### TASK BRIEF:
Could you quote, exactly as they stand, the lines running from the one with "Target: heron's neck" to the final line of the material?

### TASK MATERIAL:
■ ■ ■ ■

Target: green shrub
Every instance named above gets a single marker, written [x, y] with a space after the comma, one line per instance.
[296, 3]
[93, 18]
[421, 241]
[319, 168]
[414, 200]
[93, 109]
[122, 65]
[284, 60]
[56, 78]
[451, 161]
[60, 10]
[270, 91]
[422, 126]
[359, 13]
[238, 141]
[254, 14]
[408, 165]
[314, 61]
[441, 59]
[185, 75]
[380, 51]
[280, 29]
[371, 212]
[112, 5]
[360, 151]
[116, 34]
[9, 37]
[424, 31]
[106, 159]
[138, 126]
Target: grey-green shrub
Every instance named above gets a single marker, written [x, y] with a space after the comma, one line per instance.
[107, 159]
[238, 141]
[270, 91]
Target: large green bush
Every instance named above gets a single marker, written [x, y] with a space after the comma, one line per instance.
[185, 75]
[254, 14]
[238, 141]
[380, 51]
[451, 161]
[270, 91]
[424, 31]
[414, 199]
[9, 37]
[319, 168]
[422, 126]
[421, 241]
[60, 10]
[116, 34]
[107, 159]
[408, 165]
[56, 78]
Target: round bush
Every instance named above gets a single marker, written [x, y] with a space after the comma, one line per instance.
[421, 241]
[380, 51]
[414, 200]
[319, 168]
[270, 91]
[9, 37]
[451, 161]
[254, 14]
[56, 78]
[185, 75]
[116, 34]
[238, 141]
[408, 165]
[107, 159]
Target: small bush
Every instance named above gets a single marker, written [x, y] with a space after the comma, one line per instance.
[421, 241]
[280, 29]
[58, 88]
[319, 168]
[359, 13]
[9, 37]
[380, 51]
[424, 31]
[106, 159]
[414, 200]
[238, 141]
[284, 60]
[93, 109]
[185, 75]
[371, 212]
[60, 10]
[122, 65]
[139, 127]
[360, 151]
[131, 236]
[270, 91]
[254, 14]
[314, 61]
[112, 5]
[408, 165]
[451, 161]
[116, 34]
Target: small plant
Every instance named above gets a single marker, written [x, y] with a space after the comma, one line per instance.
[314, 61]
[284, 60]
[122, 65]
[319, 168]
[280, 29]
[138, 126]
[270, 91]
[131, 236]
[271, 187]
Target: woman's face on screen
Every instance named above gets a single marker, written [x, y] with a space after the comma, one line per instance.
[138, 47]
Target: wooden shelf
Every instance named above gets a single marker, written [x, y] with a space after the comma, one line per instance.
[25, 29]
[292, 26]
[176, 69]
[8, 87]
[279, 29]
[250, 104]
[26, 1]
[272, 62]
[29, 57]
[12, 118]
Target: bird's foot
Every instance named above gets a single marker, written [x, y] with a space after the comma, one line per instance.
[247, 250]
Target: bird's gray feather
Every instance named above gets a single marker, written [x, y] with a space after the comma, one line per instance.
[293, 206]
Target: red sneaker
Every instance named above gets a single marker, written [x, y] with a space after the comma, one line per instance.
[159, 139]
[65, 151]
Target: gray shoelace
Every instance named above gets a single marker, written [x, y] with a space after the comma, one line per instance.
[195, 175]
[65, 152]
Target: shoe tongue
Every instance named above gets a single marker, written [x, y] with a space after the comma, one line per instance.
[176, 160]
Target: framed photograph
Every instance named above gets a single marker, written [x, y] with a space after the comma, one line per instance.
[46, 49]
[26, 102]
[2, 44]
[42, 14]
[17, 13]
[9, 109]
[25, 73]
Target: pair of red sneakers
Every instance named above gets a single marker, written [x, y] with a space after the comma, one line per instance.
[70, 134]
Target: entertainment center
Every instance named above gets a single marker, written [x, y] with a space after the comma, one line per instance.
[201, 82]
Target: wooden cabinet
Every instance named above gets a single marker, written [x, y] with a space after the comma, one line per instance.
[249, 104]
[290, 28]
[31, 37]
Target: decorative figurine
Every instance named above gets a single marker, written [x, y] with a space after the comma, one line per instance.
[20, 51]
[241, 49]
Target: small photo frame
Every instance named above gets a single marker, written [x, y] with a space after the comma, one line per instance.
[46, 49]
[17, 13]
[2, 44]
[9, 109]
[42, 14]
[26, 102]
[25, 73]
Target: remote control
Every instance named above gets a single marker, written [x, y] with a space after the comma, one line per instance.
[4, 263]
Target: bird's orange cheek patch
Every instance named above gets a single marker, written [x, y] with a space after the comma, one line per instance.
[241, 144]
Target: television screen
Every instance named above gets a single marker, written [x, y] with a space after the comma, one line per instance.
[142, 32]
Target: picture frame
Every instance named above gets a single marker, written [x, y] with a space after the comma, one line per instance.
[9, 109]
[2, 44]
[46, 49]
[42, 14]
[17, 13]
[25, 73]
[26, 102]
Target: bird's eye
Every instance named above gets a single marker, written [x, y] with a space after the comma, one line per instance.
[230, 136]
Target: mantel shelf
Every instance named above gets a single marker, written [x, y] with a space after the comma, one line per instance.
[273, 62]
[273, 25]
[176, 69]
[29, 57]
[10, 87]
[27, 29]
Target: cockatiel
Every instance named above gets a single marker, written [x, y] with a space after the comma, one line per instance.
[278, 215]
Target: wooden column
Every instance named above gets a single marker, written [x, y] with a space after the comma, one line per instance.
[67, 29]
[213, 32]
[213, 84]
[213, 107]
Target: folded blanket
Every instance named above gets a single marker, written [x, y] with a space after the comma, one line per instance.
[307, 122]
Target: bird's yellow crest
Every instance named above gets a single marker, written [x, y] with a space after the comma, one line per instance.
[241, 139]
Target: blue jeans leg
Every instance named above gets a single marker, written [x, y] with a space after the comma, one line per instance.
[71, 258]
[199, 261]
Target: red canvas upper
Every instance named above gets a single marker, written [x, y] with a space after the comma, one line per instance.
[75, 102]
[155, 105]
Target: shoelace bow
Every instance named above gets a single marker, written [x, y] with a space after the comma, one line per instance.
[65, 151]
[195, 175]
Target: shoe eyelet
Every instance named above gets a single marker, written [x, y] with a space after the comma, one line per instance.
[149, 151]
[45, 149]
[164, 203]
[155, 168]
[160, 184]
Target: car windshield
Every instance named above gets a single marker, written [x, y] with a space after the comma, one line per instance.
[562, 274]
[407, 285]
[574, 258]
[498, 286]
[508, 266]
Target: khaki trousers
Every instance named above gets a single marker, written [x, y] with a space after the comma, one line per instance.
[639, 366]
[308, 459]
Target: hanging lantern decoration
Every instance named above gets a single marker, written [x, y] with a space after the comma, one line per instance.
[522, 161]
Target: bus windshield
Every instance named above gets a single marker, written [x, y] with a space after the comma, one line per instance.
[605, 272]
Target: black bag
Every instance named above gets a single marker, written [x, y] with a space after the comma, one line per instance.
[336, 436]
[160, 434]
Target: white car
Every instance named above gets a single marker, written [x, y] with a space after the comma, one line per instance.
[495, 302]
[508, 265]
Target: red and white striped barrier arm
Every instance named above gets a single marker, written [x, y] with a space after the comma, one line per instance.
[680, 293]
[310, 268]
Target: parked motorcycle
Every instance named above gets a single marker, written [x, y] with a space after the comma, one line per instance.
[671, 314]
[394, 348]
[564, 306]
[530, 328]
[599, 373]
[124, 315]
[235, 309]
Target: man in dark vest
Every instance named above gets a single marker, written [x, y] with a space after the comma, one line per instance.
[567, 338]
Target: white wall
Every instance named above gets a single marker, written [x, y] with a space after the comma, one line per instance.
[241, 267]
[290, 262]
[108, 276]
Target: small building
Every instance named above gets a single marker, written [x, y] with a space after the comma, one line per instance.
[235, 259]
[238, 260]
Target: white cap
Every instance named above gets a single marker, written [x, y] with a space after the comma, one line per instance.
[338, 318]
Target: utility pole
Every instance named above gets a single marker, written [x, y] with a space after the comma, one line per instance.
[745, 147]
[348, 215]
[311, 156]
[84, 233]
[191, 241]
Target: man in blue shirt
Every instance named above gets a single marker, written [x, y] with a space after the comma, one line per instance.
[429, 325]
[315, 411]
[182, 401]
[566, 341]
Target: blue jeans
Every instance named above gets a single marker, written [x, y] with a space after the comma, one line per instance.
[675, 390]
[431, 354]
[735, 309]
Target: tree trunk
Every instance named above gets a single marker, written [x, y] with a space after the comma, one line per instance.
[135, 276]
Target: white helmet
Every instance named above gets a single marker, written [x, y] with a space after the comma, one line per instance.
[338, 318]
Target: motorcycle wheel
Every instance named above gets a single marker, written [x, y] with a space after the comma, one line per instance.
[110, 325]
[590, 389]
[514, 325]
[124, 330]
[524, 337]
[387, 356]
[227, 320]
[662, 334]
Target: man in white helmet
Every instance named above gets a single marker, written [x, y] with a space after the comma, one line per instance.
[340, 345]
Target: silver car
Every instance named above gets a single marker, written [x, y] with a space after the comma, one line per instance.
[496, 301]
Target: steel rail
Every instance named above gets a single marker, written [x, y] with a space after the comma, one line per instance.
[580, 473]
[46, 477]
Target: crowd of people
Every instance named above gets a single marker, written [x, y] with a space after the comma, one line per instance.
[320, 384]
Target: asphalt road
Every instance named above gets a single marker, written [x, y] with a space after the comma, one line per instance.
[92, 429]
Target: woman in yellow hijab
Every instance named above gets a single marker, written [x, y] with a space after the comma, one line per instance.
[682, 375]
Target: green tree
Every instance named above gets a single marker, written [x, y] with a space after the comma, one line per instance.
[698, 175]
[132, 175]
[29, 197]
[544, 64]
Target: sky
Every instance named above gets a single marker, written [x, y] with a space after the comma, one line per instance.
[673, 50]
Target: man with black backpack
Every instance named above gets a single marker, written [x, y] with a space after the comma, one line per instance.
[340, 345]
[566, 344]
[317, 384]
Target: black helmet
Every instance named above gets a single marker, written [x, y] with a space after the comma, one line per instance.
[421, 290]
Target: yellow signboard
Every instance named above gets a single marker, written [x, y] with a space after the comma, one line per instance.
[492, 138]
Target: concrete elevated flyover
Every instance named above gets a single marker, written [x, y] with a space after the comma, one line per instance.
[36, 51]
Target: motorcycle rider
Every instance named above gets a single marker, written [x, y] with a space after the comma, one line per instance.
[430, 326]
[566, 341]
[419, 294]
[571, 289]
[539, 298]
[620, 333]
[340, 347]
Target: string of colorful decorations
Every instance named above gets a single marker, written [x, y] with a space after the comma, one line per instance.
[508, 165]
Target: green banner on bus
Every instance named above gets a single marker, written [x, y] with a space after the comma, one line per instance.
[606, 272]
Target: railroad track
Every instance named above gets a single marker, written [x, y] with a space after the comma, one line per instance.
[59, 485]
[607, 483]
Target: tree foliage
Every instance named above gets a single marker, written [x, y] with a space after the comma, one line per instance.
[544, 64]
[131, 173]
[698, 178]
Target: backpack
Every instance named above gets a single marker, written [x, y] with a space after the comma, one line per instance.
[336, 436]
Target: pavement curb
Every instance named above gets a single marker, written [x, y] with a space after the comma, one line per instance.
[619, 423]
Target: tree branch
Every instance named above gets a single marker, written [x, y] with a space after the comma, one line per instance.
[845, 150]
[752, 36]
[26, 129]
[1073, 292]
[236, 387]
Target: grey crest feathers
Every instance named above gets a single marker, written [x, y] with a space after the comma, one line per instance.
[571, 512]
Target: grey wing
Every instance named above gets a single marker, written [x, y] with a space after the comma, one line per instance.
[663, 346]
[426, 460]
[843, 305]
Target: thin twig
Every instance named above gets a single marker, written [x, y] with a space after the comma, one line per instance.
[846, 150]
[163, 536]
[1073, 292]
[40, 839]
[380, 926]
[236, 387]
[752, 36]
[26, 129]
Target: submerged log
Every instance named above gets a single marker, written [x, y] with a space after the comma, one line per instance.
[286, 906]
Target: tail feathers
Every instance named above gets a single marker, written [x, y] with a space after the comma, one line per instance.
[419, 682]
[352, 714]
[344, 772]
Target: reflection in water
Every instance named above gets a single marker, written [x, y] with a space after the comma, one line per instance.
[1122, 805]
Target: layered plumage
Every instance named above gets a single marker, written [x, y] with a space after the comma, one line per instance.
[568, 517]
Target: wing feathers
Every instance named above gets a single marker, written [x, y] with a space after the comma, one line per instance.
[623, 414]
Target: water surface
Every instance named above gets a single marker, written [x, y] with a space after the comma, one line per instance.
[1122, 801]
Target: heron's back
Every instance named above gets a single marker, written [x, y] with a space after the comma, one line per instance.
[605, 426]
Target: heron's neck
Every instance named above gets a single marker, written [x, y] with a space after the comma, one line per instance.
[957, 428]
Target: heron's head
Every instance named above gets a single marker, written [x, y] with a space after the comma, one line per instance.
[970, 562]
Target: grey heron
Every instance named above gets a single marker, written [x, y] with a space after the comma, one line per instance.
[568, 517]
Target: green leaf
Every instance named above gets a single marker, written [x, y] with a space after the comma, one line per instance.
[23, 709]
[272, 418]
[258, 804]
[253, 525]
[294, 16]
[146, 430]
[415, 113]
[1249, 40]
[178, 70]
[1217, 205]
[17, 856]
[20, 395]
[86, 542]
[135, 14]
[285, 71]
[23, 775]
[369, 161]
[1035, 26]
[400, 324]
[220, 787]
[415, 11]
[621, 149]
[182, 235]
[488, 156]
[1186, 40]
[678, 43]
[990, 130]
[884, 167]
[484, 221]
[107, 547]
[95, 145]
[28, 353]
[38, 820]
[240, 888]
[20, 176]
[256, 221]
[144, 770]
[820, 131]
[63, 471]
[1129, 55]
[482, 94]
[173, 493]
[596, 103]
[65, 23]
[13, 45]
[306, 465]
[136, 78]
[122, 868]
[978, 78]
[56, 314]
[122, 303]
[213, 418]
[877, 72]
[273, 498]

■ ■ ■ ■

### RESPONSE:
Target: heron's neck
Every instance named above gets a single marker, written [x, y] with a space after the comma, one line per instance.
[957, 428]
Target: heron's head
Every instance named above gets a single marker, written [x, y] with a space after the comma, one line per instance.
[970, 562]
Target: grey heron
Every instance named above gets a single marker, written [x, y] with a space after the comma, one line per instance.
[568, 517]
Target: green leaf
Every instance named above gets a single marker, written [x, y] with a space after the comma, one line per instance.
[23, 709]
[272, 418]
[258, 804]
[253, 525]
[294, 16]
[146, 430]
[415, 113]
[1249, 40]
[178, 70]
[1217, 205]
[17, 856]
[20, 395]
[86, 542]
[135, 14]
[285, 71]
[23, 775]
[369, 161]
[1035, 26]
[400, 324]
[220, 787]
[415, 11]
[621, 149]
[182, 235]
[488, 156]
[1186, 40]
[678, 43]
[990, 130]
[884, 167]
[484, 221]
[107, 547]
[95, 145]
[28, 353]
[38, 820]
[240, 888]
[20, 176]
[256, 221]
[144, 770]
[820, 131]
[63, 471]
[1129, 55]
[482, 94]
[173, 493]
[596, 103]
[65, 23]
[13, 45]
[306, 465]
[136, 78]
[122, 868]
[978, 78]
[56, 314]
[122, 303]
[213, 418]
[877, 72]
[273, 498]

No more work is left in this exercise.